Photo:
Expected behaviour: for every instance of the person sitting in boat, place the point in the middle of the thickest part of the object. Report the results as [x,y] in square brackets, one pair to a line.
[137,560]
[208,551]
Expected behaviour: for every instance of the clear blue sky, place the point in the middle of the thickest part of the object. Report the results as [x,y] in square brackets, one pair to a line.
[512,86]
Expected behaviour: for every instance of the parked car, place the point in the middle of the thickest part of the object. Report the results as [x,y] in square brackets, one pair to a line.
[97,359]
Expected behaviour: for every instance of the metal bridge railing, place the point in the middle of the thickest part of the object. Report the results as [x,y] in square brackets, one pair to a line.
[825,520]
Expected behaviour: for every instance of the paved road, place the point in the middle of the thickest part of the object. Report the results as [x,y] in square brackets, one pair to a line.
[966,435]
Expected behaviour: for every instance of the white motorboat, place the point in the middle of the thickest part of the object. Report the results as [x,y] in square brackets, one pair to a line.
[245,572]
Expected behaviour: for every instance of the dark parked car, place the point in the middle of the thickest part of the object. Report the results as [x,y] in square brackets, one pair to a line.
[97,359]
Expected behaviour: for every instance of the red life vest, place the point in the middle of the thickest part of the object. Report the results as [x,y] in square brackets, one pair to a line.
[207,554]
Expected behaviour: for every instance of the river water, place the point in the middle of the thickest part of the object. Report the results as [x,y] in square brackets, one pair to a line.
==
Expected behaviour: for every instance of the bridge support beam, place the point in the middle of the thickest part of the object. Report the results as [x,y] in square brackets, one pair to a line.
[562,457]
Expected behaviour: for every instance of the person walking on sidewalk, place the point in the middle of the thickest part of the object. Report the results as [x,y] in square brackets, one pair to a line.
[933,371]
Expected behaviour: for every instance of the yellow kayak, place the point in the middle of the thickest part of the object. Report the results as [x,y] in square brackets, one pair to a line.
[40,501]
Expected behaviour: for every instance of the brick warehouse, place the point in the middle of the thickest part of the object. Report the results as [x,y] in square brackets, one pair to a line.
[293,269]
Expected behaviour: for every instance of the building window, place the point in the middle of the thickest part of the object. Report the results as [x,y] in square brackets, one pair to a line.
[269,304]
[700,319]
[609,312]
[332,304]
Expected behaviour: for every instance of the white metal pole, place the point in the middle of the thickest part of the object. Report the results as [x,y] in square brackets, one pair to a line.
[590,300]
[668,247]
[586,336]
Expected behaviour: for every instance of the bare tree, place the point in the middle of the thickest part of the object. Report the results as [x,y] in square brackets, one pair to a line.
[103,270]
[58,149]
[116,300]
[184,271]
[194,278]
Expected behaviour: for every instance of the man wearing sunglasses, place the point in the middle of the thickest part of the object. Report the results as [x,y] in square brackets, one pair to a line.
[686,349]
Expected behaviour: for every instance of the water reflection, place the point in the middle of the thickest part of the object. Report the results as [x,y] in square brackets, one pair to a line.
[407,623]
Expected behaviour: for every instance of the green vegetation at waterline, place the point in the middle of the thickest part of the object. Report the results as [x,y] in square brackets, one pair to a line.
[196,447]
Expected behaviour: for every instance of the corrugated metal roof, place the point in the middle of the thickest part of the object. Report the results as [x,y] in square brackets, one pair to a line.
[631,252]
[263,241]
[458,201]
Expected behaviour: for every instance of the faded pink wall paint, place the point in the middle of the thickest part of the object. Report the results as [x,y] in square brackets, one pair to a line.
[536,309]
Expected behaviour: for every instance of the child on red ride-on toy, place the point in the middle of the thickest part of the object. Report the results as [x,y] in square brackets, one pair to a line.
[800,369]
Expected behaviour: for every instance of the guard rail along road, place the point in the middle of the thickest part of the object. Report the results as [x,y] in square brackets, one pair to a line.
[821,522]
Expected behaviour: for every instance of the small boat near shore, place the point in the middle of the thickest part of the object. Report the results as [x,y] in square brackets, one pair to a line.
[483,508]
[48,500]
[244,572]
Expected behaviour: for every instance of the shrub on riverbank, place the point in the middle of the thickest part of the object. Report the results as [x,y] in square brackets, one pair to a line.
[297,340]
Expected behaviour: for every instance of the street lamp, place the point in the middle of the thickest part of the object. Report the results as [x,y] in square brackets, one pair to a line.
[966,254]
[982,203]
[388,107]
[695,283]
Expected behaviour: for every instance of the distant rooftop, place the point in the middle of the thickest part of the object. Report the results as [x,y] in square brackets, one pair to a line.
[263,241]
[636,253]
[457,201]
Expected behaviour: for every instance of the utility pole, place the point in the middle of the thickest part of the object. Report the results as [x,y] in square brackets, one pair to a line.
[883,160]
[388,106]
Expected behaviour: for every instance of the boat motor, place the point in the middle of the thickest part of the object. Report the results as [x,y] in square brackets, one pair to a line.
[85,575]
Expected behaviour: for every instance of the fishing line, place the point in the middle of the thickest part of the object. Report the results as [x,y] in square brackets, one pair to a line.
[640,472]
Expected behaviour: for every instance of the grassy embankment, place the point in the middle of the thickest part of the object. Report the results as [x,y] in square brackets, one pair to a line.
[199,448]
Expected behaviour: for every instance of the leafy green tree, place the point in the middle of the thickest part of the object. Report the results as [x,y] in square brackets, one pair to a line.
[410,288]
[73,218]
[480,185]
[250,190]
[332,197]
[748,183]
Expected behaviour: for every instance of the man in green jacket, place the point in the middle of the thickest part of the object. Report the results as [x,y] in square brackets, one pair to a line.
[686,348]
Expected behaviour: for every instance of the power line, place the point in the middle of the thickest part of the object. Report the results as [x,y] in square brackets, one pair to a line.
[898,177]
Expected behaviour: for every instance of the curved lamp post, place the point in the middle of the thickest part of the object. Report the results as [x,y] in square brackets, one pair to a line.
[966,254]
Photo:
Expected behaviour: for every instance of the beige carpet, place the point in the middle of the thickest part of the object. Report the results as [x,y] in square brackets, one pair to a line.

• _EXERCISE REQUIREMENTS_
Print exactly the lines of the listing above starting at the line containing "Expected behaviour: for every instance of the curved" and ending at the line containing "Expected behaviour: for every instance of the beige", both included.

• _SOLUTION TO THIS EXERCISE_
Expected behaviour: for every instance of the curved lamp post, place the point in the middle of the thickest part of the object. Report the results as [x,y] in square brackets, one pair to a line.
[966,254]
Photo:
Expected behaviour: for every instance of the beige carpet, place the point in the middle of the thickest part of the object. Report the results as [x,y] in square brackets, one pair to a line.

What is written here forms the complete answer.